__What you have to do__. Reproduce all of the data exactly.

** start of Material provided **

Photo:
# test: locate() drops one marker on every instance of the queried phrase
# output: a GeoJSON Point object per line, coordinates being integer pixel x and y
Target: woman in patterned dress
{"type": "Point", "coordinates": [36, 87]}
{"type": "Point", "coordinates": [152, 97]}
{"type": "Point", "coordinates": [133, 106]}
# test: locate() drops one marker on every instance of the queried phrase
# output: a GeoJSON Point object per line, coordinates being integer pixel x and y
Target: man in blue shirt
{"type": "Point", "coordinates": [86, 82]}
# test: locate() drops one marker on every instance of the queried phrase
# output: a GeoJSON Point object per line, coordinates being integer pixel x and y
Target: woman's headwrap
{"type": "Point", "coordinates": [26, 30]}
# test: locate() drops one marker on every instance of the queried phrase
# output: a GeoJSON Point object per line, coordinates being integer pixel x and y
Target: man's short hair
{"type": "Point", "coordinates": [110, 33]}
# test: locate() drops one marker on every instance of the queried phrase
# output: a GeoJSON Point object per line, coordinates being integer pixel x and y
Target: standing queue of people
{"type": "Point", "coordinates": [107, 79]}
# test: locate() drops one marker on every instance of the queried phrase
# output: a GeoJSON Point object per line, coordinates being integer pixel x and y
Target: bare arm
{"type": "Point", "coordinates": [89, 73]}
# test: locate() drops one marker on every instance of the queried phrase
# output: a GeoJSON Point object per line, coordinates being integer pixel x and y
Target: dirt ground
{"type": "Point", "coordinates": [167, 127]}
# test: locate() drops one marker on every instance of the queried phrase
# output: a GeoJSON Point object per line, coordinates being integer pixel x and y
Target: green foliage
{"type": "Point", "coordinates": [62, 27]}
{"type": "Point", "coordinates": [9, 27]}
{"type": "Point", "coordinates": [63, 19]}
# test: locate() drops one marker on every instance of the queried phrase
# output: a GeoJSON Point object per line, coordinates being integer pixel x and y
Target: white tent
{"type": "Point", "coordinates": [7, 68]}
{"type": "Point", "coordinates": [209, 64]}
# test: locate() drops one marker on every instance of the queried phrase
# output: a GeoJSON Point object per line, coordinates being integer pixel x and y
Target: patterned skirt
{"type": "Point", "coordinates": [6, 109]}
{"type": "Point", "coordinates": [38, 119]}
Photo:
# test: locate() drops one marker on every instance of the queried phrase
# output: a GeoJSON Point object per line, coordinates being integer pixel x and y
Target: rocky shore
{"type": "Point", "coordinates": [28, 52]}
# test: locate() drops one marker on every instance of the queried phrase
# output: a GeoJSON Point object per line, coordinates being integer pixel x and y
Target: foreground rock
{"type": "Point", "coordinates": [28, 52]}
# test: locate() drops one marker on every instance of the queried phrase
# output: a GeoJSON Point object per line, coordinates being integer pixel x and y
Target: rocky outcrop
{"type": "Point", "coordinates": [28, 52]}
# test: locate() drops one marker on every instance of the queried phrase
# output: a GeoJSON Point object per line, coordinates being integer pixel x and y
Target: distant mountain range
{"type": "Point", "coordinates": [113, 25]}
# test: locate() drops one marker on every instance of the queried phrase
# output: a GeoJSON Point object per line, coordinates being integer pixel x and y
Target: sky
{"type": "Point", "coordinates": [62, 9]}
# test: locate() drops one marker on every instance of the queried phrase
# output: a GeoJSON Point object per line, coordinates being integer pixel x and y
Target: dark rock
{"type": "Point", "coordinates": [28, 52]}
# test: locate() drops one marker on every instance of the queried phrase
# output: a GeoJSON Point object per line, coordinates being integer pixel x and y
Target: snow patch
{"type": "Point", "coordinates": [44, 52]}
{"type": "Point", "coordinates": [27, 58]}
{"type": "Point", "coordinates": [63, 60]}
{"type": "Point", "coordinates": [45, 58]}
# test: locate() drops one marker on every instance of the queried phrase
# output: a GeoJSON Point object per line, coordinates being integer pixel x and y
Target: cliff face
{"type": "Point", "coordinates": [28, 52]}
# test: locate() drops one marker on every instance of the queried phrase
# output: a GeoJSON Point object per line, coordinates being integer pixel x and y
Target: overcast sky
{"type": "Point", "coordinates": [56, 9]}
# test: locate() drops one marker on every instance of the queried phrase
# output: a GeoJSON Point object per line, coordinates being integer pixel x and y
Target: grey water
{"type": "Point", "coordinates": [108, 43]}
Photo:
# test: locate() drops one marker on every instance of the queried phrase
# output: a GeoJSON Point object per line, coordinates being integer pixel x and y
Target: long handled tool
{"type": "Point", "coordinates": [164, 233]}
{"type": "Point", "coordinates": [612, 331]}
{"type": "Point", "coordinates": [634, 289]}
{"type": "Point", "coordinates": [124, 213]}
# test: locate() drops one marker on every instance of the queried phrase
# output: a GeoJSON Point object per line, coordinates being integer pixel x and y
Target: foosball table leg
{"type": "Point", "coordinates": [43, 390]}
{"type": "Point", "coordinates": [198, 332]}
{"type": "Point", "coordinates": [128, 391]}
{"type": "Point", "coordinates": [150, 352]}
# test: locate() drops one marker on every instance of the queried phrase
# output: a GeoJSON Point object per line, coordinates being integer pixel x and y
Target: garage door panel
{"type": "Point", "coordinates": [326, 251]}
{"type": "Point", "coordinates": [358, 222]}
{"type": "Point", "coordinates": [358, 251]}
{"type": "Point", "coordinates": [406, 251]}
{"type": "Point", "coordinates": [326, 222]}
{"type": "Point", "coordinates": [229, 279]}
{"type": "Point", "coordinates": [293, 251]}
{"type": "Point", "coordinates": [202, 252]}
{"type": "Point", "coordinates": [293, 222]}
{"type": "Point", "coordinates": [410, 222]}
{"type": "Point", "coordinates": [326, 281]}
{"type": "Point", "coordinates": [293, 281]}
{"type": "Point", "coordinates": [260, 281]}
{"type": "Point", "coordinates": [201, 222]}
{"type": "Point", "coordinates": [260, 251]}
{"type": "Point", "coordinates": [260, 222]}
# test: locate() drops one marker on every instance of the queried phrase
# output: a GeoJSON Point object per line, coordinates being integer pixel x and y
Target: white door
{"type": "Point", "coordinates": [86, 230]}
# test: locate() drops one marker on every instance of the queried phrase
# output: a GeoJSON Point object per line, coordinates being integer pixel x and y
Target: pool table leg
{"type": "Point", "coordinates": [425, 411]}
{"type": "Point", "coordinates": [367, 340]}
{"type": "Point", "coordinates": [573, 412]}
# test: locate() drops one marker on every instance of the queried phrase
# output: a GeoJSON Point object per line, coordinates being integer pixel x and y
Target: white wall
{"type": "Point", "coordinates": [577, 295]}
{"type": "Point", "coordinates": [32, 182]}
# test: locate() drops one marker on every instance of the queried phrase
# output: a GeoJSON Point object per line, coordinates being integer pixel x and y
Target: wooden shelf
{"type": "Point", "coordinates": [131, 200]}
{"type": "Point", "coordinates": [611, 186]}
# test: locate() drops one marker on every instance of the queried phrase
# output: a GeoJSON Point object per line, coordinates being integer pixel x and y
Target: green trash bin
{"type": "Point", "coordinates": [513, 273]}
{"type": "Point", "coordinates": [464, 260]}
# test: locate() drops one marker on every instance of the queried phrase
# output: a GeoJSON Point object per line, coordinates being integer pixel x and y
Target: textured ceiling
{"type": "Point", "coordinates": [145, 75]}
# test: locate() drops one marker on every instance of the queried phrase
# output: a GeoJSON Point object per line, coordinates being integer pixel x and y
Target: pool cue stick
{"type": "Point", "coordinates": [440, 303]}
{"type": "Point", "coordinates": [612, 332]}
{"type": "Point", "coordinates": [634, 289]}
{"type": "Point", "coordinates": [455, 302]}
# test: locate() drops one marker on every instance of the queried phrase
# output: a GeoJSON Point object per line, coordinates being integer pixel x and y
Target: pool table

** end of Material provided **

__Answer in full__.
Photo:
# test: locate() drops one marker on every instance of the queried phrase
# output: a GeoJSON Point object per line, coordinates being integer pixel x and y
Target: woman in patterned dress
{"type": "Point", "coordinates": [36, 87]}
{"type": "Point", "coordinates": [152, 97]}
{"type": "Point", "coordinates": [133, 106]}
# test: locate() drops one marker on every instance of the queried phrase
# output: a GeoJSON Point object per line, coordinates being integer pixel x and y
Target: man in blue shirt
{"type": "Point", "coordinates": [86, 82]}
# test: locate() drops one marker on every instance of the queried phrase
# output: a GeoJSON Point object per line, coordinates being integer pixel x and y
Target: woman's headwrap
{"type": "Point", "coordinates": [26, 30]}
# test: locate() drops one marker on every instance of the queried phrase
# output: a GeoJSON Point object per line, coordinates being integer pixel x and y
Target: man's short hair
{"type": "Point", "coordinates": [110, 33]}
# test: locate() drops one marker on every instance of the queried phrase
# output: a GeoJSON Point object per line, coordinates being integer pixel x and y
Target: standing queue of people
{"type": "Point", "coordinates": [107, 79]}
# test: locate() drops one marker on every instance of the queried phrase
# output: a GeoJSON Point object per line, coordinates being integer pixel x and y
Target: bare arm
{"type": "Point", "coordinates": [89, 73]}
# test: locate() drops one marker on every instance of the queried phrase
# output: a GeoJSON Point object per line, coordinates being integer pixel x and y
Target: dirt ground
{"type": "Point", "coordinates": [167, 127]}
# test: locate() drops one marker on every instance of the queried phrase
# output: a GeoJSON Point object per line, coordinates being integer pixel x and y
Target: green foliage
{"type": "Point", "coordinates": [62, 27]}
{"type": "Point", "coordinates": [9, 27]}
{"type": "Point", "coordinates": [63, 19]}
# test: locate() drops one marker on every instance of the queried phrase
# output: a GeoJSON Point object per line, coordinates being integer pixel x and y
Target: white tent
{"type": "Point", "coordinates": [7, 68]}
{"type": "Point", "coordinates": [209, 64]}
# test: locate() drops one marker on every instance of the queried phrase
# output: a GeoJSON Point object per line, coordinates being integer pixel x and y
Target: patterned skirt
{"type": "Point", "coordinates": [6, 109]}
{"type": "Point", "coordinates": [38, 119]}
Photo:
# test: locate() drops one marker on every instance of the queried phrase
# output: a GeoJSON Point object per line, coordinates being integer pixel x and y
Target: rocky shore
{"type": "Point", "coordinates": [28, 52]}
# test: locate() drops one marker on every instance of the queried phrase
# output: a GeoJSON Point object per line, coordinates being integer pixel x and y
Target: foreground rock
{"type": "Point", "coordinates": [28, 52]}
# test: locate() drops one marker on every instance of the queried phrase
# output: a GeoJSON Point object per line, coordinates being integer pixel x and y
Target: rocky outcrop
{"type": "Point", "coordinates": [28, 52]}
# test: locate() drops one marker on every instance of the queried phrase
# output: a GeoJSON Point object per line, coordinates being integer pixel x and y
Target: distant mountain range
{"type": "Point", "coordinates": [113, 25]}
# test: locate() drops one marker on every instance of the queried phrase
# output: a GeoJSON Point object per line, coordinates being integer pixel x and y
Target: sky
{"type": "Point", "coordinates": [62, 9]}
# test: locate() drops one marker on every instance of the queried phrase
# output: a GeoJSON Point object per line, coordinates being integer pixel x and y
Target: dark rock
{"type": "Point", "coordinates": [28, 52]}
# test: locate() drops one marker on every instance of the queried phrase
# output: a GeoJSON Point object per line, coordinates being integer pixel x and y
Target: snow patch
{"type": "Point", "coordinates": [44, 52]}
{"type": "Point", "coordinates": [27, 58]}
{"type": "Point", "coordinates": [63, 60]}
{"type": "Point", "coordinates": [45, 58]}
# test: locate() drops one marker on every instance of the queried phrase
# output: a GeoJSON Point object per line, coordinates being integer pixel x and y
Target: cliff face
{"type": "Point", "coordinates": [28, 52]}
# test: locate() drops one marker on every instance of the queried phrase
# output: a GeoJSON Point object per line, coordinates being integer pixel x and y
Target: overcast sky
{"type": "Point", "coordinates": [56, 9]}
# test: locate() drops one marker on every instance of the queried phrase
# output: a GeoJSON Point object per line, coordinates being integer pixel x and y
Target: grey water
{"type": "Point", "coordinates": [108, 43]}
Photo:
# test: locate() drops one marker on every instance of the queried phrase
# output: a GeoJSON Point object per line, coordinates being integer pixel x and y
Target: long handled tool
{"type": "Point", "coordinates": [164, 233]}
{"type": "Point", "coordinates": [612, 331]}
{"type": "Point", "coordinates": [634, 289]}
{"type": "Point", "coordinates": [124, 213]}
# test: locate() drops one marker on every instance of the queried phrase
# output: a GeoJSON Point object per line, coordinates being integer pixel x and y
Target: foosball table leg
{"type": "Point", "coordinates": [43, 390]}
{"type": "Point", "coordinates": [198, 332]}
{"type": "Point", "coordinates": [128, 391]}
{"type": "Point", "coordinates": [150, 352]}
# test: locate() drops one marker on every instance of the queried phrase
# output: a GeoJSON Point object per line, coordinates being integer pixel x and y
Target: garage door panel
{"type": "Point", "coordinates": [326, 251]}
{"type": "Point", "coordinates": [358, 222]}
{"type": "Point", "coordinates": [358, 251]}
{"type": "Point", "coordinates": [406, 251]}
{"type": "Point", "coordinates": [326, 222]}
{"type": "Point", "coordinates": [229, 279]}
{"type": "Point", "coordinates": [293, 251]}
{"type": "Point", "coordinates": [202, 252]}
{"type": "Point", "coordinates": [293, 222]}
{"type": "Point", "coordinates": [410, 222]}
{"type": "Point", "coordinates": [326, 281]}
{"type": "Point", "coordinates": [293, 281]}
{"type": "Point", "coordinates": [260, 281]}
{"type": "Point", "coordinates": [201, 222]}
{"type": "Point", "coordinates": [260, 251]}
{"type": "Point", "coordinates": [260, 222]}
# test: locate() drops one marker on every instance of the queried phrase
# output: a GeoJSON Point object per line, coordinates being integer pixel x and y
Target: white door
{"type": "Point", "coordinates": [86, 230]}
# test: locate() drops one marker on every instance of the queried phrase
# output: a GeoJSON Point object per line, coordinates being integer pixel x and y
Target: pool table leg
{"type": "Point", "coordinates": [425, 411]}
{"type": "Point", "coordinates": [367, 340]}
{"type": "Point", "coordinates": [573, 412]}
# test: locate() drops one marker on every instance of the queried phrase
# output: a GeoJSON Point object per line, coordinates being integer pixel x and y
Target: white wall
{"type": "Point", "coordinates": [577, 295]}
{"type": "Point", "coordinates": [32, 182]}
# test: locate() drops one marker on every instance of the queried phrase
# output: a GeoJSON Point object per line, coordinates being integer pixel x and y
Target: wooden shelf
{"type": "Point", "coordinates": [131, 200]}
{"type": "Point", "coordinates": [611, 186]}
# test: locate() drops one marker on every instance of the queried phrase
# output: a GeoJSON Point object per line, coordinates being integer pixel x and y
Target: green trash bin
{"type": "Point", "coordinates": [513, 273]}
{"type": "Point", "coordinates": [464, 260]}
# test: locate() drops one marker on every instance of the queried phrase
# output: a GeoJSON Point object per line, coordinates being integer pixel x and y
Target: textured ceiling
{"type": "Point", "coordinates": [145, 75]}
# test: locate() drops one marker on every instance of the queried phrase
# output: a GeoJSON Point object per line, coordinates being integer pixel x and y
Target: pool cue stick
{"type": "Point", "coordinates": [440, 303]}
{"type": "Point", "coordinates": [612, 332]}
{"type": "Point", "coordinates": [634, 289]}
{"type": "Point", "coordinates": [455, 302]}
# test: locate() drops one marker on every instance of the queried phrase
# output: a GeoJSON Point object per line, coordinates being integer pixel x and y
Target: pool table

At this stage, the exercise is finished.